━━ Excerpt
CPU Computing Using CUDA, Eclipse, and Java with JCuda

Introduction

PCs come with an amazingly powerful device: a graphics processing unit (GPU). It is mostly underutilized, often doing little more than rendering a desktop to the user. But computing on the GPU is refreshingly fast compared to conventional CPU processing whenever significant portions of your program can be run in parallel. The applications are seemingly endless including: matrix computations, signal transformations, random number generation, molecular modeling, and password recovery. Why are GPUs are so effective? They have hundreds, in some cases thousands, of cores available for parallel processing. Compare this to the typical one to four CPU cores on today's PCs. (For a more technical treatment see: graphics.stanford.edu/~mhouston/public_talks/cs448-gpgpu.pdf

Here I present a way to use the power of NVidia's CUDA-enabled GPUs for computing using Java and an Eclipse-based IDE. My platform is Linux Mint 13 (64 and 32 bit), but the process can be reproduced on many other Linux distributions and can be adapted (by a resourceful reader) to a Windows install.

Background

Easily accessing the power of the GPU for general purpose computing requires a GPU programming utility that exposes a set of high-level methods and does all of the granular, hardware-level work for us. The popular choices are OpenGl and CUDA. CUDA works only with NVIDIA GPUs. I use NVIDIA devices and this article presents a CUDA solution.

Eclipse is my favourite IDE for programming in Java, C++, and PHP. NVIDIA provides an Eclipse-based IDE, named Night, which is preconfigured for CUDA C++ development. Other features, like Java, PHP, etc., can be added to your Nsight installation from any available Eclipse software repository.

Direct programming with CUDA requires using unmanaged C++ code. I prefer programming with managed code. To do this I use a method for wrapping the C++ functionality of CUDA in bindings that are accessible to Java. In the past, on a Windows 7 platform, I wrote my own wrappers for use with C#.net code. With Java, this is not necessary because open source wrappers are available. I use JCuda.
━━━━
━━ Provided records
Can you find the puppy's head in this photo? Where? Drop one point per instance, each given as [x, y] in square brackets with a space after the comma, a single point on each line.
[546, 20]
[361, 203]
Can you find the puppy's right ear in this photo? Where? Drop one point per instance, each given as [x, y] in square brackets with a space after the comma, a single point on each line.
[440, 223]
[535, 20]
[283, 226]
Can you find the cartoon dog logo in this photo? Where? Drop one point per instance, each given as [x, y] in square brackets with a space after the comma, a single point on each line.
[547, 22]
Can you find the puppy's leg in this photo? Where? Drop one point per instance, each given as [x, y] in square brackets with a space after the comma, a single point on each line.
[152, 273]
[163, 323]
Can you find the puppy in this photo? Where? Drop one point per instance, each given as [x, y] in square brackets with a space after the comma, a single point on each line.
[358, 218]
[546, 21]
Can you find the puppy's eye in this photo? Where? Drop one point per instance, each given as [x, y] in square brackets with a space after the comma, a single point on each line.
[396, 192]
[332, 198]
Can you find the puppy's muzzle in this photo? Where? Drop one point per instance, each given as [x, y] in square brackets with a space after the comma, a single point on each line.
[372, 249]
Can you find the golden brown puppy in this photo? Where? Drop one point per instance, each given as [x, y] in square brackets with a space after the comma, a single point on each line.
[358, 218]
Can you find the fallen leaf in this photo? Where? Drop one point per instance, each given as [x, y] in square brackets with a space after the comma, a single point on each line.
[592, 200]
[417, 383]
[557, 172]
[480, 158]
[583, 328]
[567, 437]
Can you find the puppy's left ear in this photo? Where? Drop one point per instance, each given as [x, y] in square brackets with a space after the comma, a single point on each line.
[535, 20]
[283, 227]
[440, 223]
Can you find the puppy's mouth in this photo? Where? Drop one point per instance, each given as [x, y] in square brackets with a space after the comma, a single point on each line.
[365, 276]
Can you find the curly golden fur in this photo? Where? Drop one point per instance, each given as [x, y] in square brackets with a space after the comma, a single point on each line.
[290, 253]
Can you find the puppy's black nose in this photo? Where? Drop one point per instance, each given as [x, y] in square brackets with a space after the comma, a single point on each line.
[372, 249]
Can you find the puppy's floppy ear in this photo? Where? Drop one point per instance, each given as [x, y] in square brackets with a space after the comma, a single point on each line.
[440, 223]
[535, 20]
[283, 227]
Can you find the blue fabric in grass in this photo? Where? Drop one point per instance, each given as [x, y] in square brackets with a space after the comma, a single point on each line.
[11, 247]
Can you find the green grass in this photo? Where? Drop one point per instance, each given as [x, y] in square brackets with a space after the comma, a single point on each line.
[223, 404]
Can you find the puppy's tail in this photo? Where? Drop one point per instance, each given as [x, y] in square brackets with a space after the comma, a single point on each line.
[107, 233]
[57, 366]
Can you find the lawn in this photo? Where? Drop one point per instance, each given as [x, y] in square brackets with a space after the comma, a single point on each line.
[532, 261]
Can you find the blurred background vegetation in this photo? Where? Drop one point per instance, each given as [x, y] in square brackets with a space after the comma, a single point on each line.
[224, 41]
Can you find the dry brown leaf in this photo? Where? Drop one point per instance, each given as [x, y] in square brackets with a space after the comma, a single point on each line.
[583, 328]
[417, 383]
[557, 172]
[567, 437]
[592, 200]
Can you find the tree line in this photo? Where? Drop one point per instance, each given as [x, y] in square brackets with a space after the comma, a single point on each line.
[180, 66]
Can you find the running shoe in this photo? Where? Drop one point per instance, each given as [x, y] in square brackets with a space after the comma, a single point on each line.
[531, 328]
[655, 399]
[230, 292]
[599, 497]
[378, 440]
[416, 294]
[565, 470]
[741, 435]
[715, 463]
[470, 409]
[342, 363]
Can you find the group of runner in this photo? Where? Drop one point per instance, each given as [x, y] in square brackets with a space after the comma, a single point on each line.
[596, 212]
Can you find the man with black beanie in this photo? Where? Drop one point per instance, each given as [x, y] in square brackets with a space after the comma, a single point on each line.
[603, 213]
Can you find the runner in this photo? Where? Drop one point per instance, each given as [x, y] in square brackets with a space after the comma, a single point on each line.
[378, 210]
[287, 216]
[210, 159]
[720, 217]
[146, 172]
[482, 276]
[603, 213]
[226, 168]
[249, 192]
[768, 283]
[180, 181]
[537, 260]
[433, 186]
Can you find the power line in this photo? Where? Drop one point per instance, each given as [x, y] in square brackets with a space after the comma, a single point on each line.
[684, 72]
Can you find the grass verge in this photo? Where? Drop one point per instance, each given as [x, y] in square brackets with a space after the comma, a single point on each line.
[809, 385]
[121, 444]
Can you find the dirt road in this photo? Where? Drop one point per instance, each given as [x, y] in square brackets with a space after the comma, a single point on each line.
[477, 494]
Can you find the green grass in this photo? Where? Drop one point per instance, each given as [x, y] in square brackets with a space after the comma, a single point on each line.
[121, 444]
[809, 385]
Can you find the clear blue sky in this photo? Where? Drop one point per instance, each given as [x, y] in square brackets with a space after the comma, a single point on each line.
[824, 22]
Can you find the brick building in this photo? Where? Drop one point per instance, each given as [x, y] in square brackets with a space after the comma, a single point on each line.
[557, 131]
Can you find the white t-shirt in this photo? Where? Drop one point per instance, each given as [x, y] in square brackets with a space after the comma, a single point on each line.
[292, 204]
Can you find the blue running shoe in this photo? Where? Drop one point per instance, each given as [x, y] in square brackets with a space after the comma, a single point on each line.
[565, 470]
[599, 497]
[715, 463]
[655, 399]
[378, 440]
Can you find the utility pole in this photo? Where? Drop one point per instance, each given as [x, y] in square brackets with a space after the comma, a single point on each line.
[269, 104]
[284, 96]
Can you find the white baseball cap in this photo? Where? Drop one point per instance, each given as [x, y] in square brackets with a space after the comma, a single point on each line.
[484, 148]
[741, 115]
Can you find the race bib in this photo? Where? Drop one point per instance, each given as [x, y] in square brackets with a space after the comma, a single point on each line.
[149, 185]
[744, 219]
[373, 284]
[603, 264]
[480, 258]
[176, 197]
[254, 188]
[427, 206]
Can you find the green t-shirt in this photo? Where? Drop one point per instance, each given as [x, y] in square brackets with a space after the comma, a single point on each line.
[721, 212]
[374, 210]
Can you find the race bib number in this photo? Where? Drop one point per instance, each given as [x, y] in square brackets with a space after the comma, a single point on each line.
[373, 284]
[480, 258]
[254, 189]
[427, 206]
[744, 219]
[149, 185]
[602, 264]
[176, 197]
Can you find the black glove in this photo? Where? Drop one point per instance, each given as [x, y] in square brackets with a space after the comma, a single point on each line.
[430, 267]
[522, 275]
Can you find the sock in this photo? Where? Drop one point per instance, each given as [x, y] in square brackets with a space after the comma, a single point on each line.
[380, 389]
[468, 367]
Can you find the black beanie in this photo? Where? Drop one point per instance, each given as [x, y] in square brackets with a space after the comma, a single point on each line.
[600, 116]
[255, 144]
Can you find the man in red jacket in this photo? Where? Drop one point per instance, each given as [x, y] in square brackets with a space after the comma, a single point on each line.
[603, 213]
━━━━
**To-do list:**
a - Find every line in the rows that contains the string "road", and copy each of those lines.
b - Please write the next part of the article on GPU computing with CUDA and Java, picking up after its final sentence.

**Responses to the exercise:**
a -
Can you find the dirt road in this photo? Where? Drop one point per instance, each given as [x, y] in square brackets with a space after the comma, a single point on each line.

b -
There are four basic elements presented here:

Determining if you have a compatible GPU
Installing/configuring CUDA
Configuring Nsight for Java
Utilizing JCuda

Sometimes tutorials present steps that the writer followed on an existing production machine that already had certain prerequisite configurations in place. Consequently, when a reader follows the steps, the procedure may fail. To avoid this, I tested the process described below from a fresh install of Mint 13_64 bit and a separate, fresh install of Linux Mint 13_32 bit. I chose the Mate flavour in both cases. Here are the details of my demonstration machines:

GeForce GTX 560 Ti GPU (My 32 bit install has a Quadro NVS 160M GPU)
Fully updated (with update manager)
Added gedit for convenience
Only in special cases (see later): Installed the standard, proprietary, Nvidia driver through Menu > All > Additional drivers.;

Just a note

Computationally intensive applications, e.g. Fourier transforms, whether they are done on the CPU or the GPU, will give your system a stress test. Start small and monitor system temperatures when you have high computational overhead.

Setup

Step 1: Do you have a compatible GPU?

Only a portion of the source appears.